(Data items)
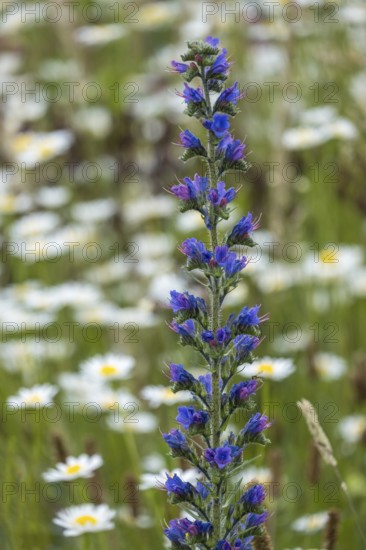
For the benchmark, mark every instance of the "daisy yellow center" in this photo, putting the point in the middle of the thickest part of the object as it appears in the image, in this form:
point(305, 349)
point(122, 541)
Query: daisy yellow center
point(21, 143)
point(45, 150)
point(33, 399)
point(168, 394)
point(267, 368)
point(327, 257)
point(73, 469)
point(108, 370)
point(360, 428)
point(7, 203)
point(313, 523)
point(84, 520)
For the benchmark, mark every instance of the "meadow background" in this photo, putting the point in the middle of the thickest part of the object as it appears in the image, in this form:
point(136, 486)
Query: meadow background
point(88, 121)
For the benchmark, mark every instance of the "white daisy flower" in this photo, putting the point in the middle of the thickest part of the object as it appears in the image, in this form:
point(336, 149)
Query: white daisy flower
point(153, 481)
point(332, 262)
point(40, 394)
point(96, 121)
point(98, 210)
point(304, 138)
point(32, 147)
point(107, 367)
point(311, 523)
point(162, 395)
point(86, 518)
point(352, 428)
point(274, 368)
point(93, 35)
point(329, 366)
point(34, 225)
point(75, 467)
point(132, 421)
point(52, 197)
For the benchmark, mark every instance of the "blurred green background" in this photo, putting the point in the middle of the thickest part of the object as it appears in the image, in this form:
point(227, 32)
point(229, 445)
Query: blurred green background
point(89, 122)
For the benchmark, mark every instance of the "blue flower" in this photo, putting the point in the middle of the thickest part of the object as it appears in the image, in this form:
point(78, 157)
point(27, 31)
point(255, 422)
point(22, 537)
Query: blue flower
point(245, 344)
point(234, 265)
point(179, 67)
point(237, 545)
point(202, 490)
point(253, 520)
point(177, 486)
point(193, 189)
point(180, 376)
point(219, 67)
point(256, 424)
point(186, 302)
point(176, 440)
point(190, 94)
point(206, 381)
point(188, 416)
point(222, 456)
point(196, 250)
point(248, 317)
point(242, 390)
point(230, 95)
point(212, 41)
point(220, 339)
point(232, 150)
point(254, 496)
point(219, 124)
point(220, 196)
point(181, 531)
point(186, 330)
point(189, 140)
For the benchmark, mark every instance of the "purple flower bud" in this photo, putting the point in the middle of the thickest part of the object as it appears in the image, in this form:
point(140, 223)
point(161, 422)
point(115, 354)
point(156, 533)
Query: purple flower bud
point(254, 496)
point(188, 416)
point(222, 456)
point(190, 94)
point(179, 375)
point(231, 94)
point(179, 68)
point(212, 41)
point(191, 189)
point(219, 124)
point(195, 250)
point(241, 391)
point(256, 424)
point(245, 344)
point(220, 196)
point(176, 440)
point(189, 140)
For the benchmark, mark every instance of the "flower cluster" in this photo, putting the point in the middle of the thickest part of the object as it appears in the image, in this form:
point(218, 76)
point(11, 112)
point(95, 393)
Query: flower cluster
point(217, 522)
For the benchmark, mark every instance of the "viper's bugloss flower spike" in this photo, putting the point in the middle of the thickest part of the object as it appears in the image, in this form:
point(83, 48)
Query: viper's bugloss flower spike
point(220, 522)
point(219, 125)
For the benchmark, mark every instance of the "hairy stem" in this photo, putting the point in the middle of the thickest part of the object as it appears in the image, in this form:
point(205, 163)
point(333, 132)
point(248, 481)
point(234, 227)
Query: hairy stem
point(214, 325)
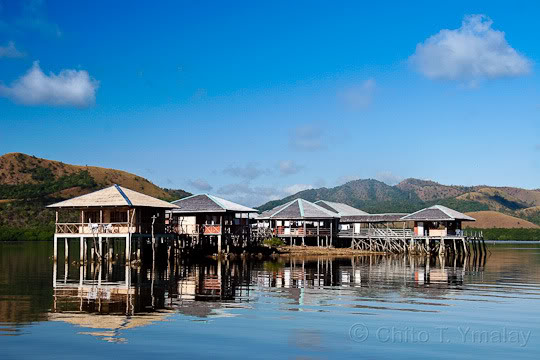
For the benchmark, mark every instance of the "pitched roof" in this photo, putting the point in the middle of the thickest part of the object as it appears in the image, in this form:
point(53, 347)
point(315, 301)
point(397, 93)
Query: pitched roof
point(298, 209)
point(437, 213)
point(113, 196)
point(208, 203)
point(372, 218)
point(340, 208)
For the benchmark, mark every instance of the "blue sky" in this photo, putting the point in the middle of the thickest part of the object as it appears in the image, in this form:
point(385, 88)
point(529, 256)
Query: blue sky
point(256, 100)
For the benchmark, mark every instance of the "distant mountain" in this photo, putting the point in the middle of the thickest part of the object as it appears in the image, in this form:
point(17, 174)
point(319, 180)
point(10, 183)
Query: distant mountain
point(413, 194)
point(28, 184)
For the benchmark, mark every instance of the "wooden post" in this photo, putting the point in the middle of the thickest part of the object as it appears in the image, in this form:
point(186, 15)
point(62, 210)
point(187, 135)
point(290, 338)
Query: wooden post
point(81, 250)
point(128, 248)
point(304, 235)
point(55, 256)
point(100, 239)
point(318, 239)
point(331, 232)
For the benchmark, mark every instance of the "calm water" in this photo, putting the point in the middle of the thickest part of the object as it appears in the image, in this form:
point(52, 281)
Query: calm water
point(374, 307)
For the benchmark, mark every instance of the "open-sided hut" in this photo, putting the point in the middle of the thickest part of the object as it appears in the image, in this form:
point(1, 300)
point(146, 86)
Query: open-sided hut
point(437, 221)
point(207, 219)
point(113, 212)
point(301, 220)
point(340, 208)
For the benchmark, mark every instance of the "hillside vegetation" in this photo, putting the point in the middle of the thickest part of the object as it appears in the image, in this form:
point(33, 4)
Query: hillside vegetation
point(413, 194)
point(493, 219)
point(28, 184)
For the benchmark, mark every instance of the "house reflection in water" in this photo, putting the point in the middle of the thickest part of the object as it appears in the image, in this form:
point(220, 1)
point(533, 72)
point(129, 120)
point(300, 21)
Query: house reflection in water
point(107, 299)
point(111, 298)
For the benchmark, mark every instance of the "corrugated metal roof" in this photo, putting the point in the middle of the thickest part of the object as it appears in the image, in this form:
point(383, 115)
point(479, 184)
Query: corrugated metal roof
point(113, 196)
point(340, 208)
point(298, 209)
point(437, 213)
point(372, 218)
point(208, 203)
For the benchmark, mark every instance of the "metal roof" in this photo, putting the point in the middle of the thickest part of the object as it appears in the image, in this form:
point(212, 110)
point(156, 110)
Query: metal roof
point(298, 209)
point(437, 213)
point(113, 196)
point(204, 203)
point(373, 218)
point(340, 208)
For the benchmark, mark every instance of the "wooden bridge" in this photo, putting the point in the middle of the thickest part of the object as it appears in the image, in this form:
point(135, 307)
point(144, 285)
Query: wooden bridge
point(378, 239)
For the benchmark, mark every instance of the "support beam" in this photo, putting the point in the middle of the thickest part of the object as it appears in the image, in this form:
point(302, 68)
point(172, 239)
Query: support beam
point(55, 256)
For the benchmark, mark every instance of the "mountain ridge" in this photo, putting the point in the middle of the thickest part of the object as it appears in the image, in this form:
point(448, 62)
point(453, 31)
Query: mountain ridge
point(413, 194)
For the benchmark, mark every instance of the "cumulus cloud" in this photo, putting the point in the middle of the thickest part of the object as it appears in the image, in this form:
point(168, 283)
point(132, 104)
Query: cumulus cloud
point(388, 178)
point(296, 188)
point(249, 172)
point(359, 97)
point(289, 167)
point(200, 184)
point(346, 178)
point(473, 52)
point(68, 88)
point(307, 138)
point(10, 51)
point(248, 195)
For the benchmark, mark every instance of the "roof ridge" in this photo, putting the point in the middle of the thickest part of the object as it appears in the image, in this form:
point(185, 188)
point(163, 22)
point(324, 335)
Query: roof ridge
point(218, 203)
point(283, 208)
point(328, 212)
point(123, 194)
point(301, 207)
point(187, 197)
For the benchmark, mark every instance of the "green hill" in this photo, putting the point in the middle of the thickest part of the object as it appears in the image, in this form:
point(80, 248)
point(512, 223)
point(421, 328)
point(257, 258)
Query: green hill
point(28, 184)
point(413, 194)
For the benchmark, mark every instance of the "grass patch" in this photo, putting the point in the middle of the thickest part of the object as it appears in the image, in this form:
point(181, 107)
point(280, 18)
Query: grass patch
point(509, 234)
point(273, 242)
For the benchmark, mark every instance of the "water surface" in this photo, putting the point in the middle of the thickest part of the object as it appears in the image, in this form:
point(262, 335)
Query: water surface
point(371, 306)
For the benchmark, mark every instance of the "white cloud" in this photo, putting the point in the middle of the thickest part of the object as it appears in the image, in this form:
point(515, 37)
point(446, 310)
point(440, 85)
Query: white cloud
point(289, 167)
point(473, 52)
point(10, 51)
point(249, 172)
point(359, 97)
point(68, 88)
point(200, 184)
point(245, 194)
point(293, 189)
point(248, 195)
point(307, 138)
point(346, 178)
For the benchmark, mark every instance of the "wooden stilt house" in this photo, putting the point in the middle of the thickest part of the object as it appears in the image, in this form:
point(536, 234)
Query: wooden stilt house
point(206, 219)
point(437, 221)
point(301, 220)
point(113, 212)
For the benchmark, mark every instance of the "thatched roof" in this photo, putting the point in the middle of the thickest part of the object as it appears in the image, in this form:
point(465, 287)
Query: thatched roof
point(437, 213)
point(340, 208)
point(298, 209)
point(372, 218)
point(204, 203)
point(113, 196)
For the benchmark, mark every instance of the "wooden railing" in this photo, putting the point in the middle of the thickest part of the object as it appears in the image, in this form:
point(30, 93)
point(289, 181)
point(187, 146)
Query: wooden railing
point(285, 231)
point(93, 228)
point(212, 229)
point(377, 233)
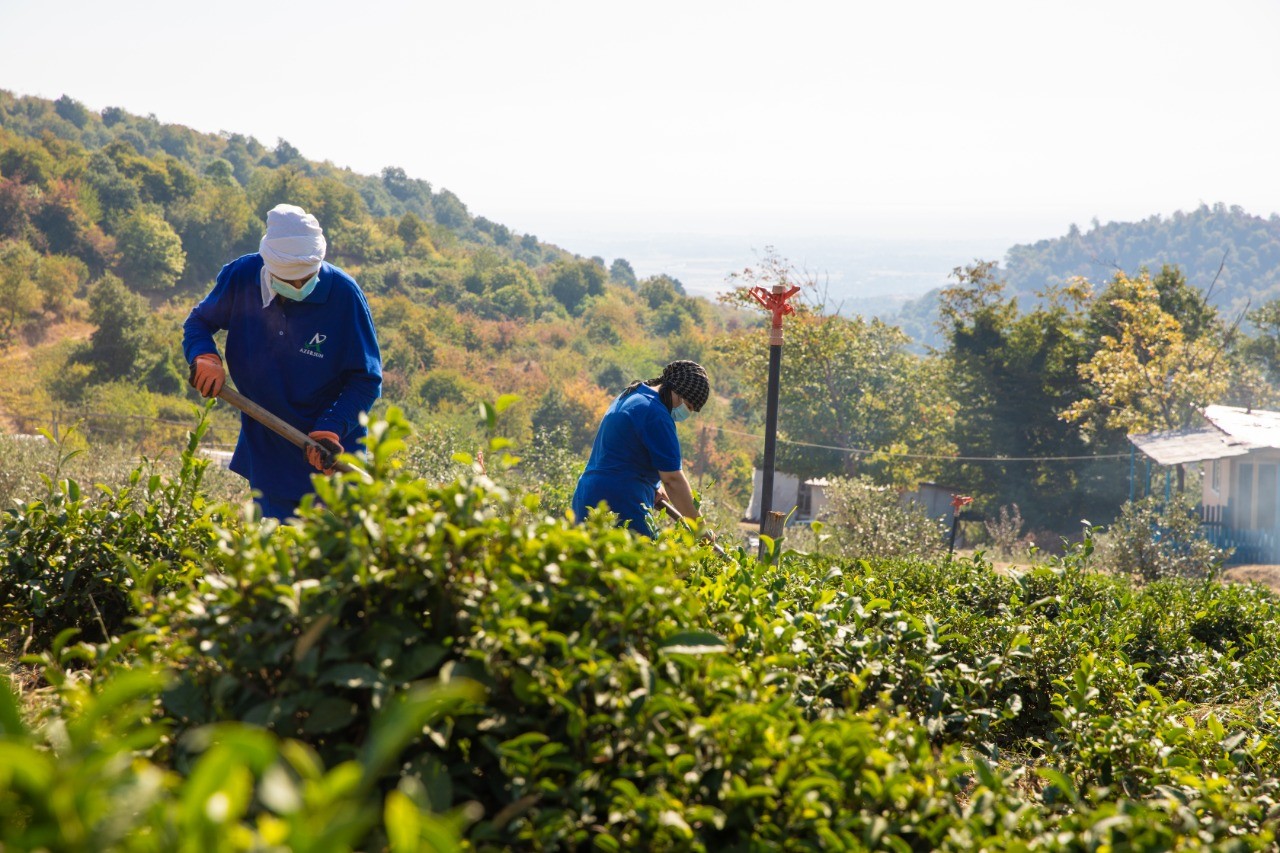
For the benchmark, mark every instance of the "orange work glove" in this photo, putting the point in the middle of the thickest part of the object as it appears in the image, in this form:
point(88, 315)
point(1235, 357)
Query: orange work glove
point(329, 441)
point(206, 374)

- To do
Please print the rows exactly as they appear, from the start of the rows up to and including the line that contains "point(84, 520)". Leave the pictures out.

- Response to this exercise
For the benchmark, mark every instance of the "daisy yellow center" in this photo, putting the point in the middle of the thickest part of the object as it appears in the image, in this form:
point(305, 349)
point(122, 541)
Query: daisy yellow center
point(21, 143)
point(45, 150)
point(33, 399)
point(168, 394)
point(267, 368)
point(327, 257)
point(73, 469)
point(108, 370)
point(360, 428)
point(7, 203)
point(313, 523)
point(84, 520)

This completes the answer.